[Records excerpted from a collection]
----
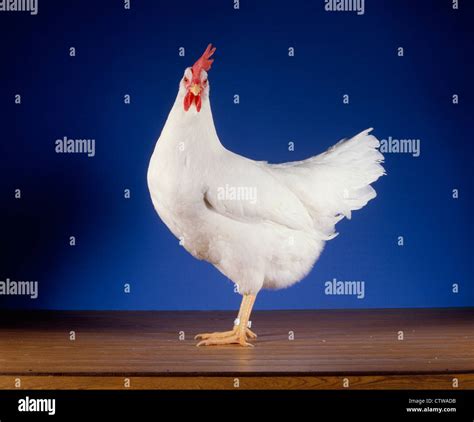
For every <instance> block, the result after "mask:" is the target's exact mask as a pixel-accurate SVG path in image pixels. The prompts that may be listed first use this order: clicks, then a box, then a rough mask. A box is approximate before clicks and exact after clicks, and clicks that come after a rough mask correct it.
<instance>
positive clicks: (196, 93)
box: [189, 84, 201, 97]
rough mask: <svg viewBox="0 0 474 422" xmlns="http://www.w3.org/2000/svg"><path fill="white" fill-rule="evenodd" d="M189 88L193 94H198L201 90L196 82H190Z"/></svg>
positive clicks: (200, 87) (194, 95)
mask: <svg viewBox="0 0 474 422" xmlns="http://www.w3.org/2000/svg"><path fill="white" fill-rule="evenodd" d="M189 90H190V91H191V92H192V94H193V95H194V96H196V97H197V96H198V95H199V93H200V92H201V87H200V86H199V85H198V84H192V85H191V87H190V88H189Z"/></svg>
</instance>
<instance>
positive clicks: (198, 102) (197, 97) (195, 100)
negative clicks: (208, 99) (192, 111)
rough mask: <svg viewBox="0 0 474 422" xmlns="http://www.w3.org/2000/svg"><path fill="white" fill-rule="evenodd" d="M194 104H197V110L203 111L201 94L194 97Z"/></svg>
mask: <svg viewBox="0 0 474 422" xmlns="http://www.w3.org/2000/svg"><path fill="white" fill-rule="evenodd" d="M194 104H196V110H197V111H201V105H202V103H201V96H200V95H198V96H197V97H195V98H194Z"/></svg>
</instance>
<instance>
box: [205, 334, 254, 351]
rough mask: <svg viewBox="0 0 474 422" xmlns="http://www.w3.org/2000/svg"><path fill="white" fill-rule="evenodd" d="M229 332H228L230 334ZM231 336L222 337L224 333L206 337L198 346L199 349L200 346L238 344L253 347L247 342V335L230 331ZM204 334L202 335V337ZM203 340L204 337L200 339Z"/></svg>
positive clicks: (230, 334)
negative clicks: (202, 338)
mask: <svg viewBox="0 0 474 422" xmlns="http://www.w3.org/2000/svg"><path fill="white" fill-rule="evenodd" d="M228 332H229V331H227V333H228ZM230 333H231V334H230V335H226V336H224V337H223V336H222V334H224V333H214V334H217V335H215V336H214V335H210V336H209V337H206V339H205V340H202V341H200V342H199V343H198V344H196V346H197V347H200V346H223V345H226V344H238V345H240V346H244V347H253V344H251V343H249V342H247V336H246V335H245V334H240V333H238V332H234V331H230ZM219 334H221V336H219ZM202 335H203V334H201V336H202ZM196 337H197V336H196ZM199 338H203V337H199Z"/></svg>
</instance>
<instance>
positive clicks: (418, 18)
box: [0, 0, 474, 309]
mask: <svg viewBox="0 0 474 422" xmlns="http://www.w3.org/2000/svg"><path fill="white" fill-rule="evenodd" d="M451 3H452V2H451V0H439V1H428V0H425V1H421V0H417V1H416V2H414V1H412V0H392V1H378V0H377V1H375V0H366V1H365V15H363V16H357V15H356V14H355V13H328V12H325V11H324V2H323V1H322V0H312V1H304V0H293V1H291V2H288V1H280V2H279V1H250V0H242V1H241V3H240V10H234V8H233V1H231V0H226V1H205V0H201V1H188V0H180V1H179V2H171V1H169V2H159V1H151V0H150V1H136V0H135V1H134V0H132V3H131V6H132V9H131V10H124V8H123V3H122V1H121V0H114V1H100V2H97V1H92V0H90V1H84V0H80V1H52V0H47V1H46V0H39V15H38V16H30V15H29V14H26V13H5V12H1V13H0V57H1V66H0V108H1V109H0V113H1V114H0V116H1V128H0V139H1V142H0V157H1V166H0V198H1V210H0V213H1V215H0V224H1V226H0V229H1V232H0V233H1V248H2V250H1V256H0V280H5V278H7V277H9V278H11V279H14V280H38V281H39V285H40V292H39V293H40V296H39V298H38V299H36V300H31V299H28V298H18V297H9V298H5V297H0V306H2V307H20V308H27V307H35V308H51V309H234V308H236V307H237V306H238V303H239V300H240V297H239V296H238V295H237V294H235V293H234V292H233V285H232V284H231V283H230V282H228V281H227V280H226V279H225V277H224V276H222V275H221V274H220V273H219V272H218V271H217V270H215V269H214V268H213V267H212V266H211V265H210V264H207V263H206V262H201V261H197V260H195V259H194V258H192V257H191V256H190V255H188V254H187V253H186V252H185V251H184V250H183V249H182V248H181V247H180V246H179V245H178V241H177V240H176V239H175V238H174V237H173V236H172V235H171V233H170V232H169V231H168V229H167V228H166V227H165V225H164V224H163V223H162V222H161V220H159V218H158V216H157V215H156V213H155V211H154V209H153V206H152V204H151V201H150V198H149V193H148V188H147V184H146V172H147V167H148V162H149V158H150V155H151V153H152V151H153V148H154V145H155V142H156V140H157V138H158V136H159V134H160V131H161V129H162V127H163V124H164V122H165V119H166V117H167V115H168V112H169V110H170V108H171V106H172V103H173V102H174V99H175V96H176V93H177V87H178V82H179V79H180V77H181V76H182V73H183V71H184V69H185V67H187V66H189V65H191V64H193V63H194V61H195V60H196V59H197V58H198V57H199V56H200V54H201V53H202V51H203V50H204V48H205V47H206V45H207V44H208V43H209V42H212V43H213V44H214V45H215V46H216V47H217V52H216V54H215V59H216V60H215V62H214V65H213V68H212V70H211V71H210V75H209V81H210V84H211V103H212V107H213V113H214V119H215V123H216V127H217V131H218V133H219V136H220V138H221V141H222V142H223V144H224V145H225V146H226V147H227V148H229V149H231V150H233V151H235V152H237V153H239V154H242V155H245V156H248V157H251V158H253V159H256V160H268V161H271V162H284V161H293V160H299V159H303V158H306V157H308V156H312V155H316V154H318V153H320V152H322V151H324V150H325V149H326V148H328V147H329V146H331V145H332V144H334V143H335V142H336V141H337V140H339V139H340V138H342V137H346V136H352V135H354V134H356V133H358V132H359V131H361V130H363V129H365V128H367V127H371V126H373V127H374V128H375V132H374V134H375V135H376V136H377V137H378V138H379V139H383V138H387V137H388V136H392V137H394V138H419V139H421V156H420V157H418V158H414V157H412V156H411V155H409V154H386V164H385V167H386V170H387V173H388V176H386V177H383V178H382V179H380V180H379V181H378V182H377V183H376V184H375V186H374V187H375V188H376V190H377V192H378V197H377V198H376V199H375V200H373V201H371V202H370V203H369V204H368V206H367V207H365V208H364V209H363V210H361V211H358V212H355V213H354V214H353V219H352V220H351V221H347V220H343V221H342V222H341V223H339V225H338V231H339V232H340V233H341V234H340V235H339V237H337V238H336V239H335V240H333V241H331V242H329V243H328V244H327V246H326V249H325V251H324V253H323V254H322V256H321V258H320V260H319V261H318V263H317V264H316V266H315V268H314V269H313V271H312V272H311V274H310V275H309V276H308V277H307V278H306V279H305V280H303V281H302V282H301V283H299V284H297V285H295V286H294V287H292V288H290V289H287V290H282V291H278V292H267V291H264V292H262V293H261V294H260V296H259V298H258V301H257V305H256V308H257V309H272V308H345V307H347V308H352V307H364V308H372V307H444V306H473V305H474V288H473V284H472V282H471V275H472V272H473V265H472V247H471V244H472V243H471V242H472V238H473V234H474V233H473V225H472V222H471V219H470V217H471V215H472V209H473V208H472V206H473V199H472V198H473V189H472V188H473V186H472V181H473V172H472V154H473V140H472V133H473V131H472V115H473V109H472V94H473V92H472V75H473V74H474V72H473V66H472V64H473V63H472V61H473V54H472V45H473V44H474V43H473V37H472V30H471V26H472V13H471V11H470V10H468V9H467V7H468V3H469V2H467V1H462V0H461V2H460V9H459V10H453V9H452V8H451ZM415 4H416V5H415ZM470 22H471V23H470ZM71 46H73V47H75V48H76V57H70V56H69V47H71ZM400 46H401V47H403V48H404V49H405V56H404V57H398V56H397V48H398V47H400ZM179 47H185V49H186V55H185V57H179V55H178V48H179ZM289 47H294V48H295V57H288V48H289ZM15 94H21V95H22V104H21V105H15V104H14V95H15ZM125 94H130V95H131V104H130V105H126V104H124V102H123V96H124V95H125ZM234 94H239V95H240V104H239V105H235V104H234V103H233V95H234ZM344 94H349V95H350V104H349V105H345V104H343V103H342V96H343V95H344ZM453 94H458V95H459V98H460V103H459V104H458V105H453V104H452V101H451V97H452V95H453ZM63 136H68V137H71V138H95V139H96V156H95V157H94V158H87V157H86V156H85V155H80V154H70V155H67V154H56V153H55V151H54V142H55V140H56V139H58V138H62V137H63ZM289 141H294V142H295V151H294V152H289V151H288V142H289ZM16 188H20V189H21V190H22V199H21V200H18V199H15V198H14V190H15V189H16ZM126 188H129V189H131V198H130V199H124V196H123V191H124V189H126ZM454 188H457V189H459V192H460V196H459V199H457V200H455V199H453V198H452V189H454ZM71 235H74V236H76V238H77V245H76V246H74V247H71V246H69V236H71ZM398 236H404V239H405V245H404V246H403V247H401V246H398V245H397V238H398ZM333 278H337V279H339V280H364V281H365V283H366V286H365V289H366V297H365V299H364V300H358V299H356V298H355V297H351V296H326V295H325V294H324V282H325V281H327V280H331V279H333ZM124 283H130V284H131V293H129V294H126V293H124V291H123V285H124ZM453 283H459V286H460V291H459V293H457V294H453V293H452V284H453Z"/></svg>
----
* [About this task] Which lines in the entries above contain the string "positive"? List every such line, treating uppercase and lowercase as different.

* [Exercise answer]
positive clicks: (196, 93)
positive clicks: (200, 87) (194, 95)
positive clicks: (198, 102) (197, 97) (195, 100)
positive clicks: (230, 334)
positive clicks: (418, 18)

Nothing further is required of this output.